> **Short exercise**
Turn the items, from the first line up to and including the line containing "0,0 -> 589,392", into a numbered list with any blank lines omitted.
___ Source material ___
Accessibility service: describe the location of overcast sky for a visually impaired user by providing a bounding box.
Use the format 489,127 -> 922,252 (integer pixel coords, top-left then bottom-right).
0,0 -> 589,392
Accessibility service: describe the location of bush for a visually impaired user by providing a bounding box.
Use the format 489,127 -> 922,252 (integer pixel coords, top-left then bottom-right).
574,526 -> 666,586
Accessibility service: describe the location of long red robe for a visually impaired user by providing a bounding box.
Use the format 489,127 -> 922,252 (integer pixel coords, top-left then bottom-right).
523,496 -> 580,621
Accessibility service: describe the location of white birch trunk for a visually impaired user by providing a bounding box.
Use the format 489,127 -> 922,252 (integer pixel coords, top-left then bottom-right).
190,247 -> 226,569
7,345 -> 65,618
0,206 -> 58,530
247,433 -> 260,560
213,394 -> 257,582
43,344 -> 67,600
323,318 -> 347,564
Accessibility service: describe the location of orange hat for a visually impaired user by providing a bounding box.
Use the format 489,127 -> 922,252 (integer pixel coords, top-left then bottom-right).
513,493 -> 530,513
___
> **Worked answer**
1. Accessibility service: describe the location of overcast sky for a visually impaired user by providing a bounding box.
2. Use the format 489,127 -> 922,252 (integer pixel coords, top-left then bottom-right).
3. 0,0 -> 589,392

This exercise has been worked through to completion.